It was November 2019, and I was standing outside a Trader Joe's in the freezing rain, wearing yoga pants that definitely had day-old oat milk latte spilled down the thigh. I was trying to wedge my screaming eighteen-month-old, Leo, into his car seat. He was planking. You know the plank? Where their tiny little bodies suddenly develop the rigidity of a steel beam, and no amount of pleading or bribing will get them to bend at the waist.
The real problem, though, wasn't just the planking. It was what he was wearing. My mother-in-law had gifted him this incredibly thick, massive, marshmallow-like garment. It was a giant piece of heavy knitted outerwear that made him look like a very angry, very round sheep. And the car seat straps? They wouldn't click. I was pulling on the little tension strap so hard I thought I was going to dislocate my own shoulder, sweating through my own coat, swearing under my breath, while my husband Tom just stood there holding the diaper bag like a completely useless human coat rack.

--------------------------------------------------

WHAT TO DO –
- a) Duplicate the stretch of the car seat story from "It was November" through "at the waist.", keeping every word and mark unchanged.
- b) Finish out the next part of the story about buckling a toddler into a car seat in the freezing rain, picking up right after its last sentence.

DATA SECTION –
--------------------------------------------------

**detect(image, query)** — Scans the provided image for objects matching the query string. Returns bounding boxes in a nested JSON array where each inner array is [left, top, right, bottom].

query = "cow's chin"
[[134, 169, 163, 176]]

--------------------------------------------------

ANSWER SET –
- a)
It was November 2019, and I was standing outside a Trader Joe's in the freezing rain, wearing yoga pants that definitely had day-old oat milk latte spilled down the thigh. I was trying to wedge my screaming eighteen-month-old, Leo, into his car seat. He was planking. You know the plank? Where their tiny little bodies suddenly develop the rigidity of a steel beam, and no amount of pleading or bribing will get them to bend at the waist.

- b)
I finally got the buckle to snap, but Leo looked like a stuffed sausage. He screamed the entire ride home. And the worst part? I found out later I was basically endangering his life. Seriously. I'm an idiot.
Parenting in the winter is just a constant math equation of trying to keep your kids warm without accidentally boiling them alive, or worse, strapping them in unsafely. I've bought so much crap over the last seven years. Most of it I hated. Some of it I loved. Here's my completely messy, heavily caffeinated breakdown of how to handle winter dressing without losing your mind.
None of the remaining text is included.